→ **WHAT THE TASK ASKS**
Below are the records; count how many of their lines carry "dark" and give only the number.

━━━━

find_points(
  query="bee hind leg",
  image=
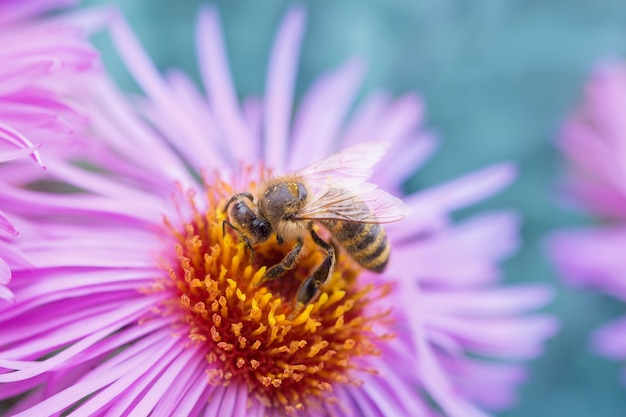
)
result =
(309, 289)
(241, 237)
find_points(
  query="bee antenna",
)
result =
(237, 196)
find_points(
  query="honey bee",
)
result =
(332, 192)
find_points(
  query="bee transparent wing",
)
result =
(341, 191)
(347, 168)
(365, 203)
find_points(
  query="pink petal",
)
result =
(321, 114)
(219, 86)
(279, 88)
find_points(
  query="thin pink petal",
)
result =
(219, 86)
(321, 114)
(280, 84)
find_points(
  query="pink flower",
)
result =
(149, 308)
(594, 143)
(39, 59)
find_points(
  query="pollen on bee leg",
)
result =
(289, 356)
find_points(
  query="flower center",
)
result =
(249, 329)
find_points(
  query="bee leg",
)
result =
(241, 236)
(286, 264)
(309, 289)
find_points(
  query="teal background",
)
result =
(497, 77)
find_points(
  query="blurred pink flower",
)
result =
(594, 143)
(121, 289)
(39, 58)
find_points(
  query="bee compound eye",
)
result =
(262, 229)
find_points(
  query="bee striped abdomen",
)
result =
(366, 242)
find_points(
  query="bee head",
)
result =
(243, 217)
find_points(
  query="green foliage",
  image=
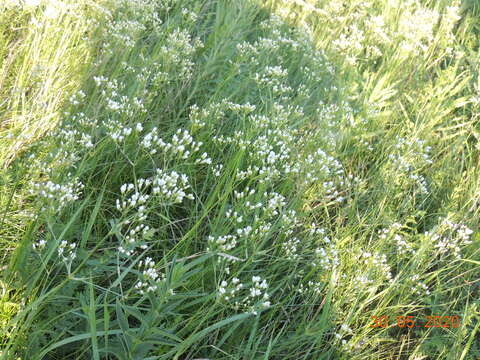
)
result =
(249, 180)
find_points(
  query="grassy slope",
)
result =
(375, 115)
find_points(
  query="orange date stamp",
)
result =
(410, 322)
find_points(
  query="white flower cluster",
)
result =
(312, 287)
(39, 245)
(418, 287)
(449, 238)
(274, 78)
(181, 145)
(254, 300)
(170, 186)
(67, 251)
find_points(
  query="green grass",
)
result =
(156, 155)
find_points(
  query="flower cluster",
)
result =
(253, 299)
(449, 238)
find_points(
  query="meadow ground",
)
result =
(219, 179)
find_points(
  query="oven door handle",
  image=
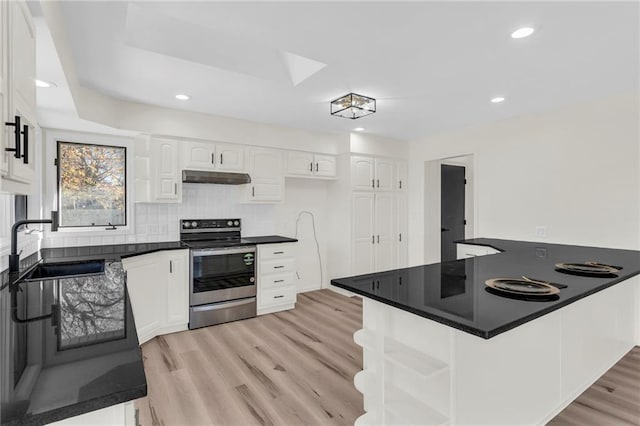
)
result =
(223, 251)
(223, 305)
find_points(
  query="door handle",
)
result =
(16, 133)
(25, 144)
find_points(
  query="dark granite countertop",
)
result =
(269, 239)
(83, 359)
(454, 293)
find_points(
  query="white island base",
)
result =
(420, 372)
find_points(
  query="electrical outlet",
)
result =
(541, 231)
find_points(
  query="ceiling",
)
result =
(432, 66)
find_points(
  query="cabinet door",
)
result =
(363, 233)
(401, 175)
(177, 265)
(231, 158)
(146, 282)
(267, 175)
(402, 228)
(325, 165)
(167, 179)
(385, 176)
(362, 176)
(385, 218)
(198, 156)
(300, 163)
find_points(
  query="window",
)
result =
(91, 185)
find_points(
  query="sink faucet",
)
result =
(14, 257)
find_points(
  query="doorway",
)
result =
(452, 209)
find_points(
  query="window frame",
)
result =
(87, 235)
(59, 178)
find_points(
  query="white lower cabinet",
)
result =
(276, 277)
(158, 286)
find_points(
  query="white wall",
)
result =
(575, 170)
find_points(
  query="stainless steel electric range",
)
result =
(222, 271)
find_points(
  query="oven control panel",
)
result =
(209, 224)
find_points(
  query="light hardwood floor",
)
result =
(297, 367)
(290, 368)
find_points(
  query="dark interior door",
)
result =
(452, 210)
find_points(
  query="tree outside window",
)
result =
(91, 185)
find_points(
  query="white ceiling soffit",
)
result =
(432, 66)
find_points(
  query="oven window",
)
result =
(220, 272)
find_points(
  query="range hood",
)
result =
(199, 176)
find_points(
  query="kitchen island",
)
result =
(439, 348)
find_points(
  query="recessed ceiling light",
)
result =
(45, 84)
(522, 32)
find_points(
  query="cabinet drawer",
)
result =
(277, 296)
(277, 266)
(276, 280)
(275, 251)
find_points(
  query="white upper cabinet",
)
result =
(401, 175)
(300, 163)
(198, 156)
(362, 173)
(311, 165)
(210, 156)
(166, 174)
(266, 168)
(385, 176)
(157, 174)
(231, 158)
(325, 165)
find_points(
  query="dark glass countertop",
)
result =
(84, 358)
(454, 293)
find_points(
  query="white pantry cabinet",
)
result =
(158, 286)
(372, 174)
(212, 156)
(157, 175)
(276, 277)
(374, 232)
(18, 97)
(306, 164)
(266, 168)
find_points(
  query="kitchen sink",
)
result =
(56, 271)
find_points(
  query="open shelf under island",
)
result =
(440, 349)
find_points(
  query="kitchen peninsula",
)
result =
(476, 357)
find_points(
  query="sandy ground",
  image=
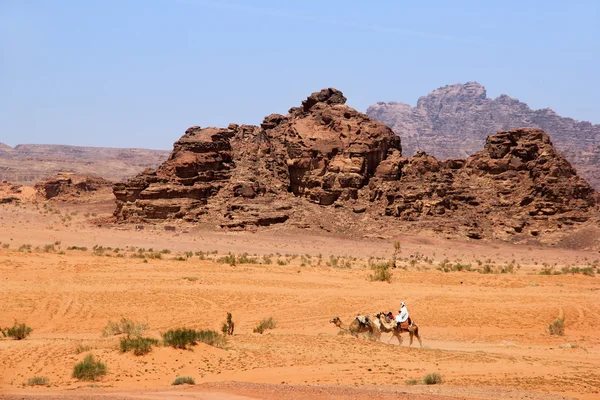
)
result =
(485, 334)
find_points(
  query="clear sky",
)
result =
(137, 73)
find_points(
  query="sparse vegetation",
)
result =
(182, 338)
(557, 327)
(17, 331)
(267, 323)
(432, 379)
(89, 369)
(381, 272)
(82, 349)
(38, 381)
(184, 380)
(138, 345)
(228, 326)
(124, 326)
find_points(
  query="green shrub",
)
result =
(182, 338)
(81, 349)
(89, 369)
(38, 381)
(179, 338)
(139, 345)
(184, 380)
(557, 327)
(126, 326)
(267, 323)
(381, 272)
(432, 379)
(228, 259)
(17, 331)
(211, 338)
(228, 325)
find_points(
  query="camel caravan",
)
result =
(373, 326)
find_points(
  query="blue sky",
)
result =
(137, 73)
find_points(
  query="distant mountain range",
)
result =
(454, 121)
(29, 163)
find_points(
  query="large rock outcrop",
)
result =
(71, 187)
(454, 121)
(326, 166)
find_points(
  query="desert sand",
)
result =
(485, 334)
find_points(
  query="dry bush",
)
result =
(267, 323)
(557, 327)
(124, 326)
(89, 369)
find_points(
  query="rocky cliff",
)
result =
(326, 166)
(454, 121)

━━━━

→ **ANSWER TO THIS EXERCISE**
3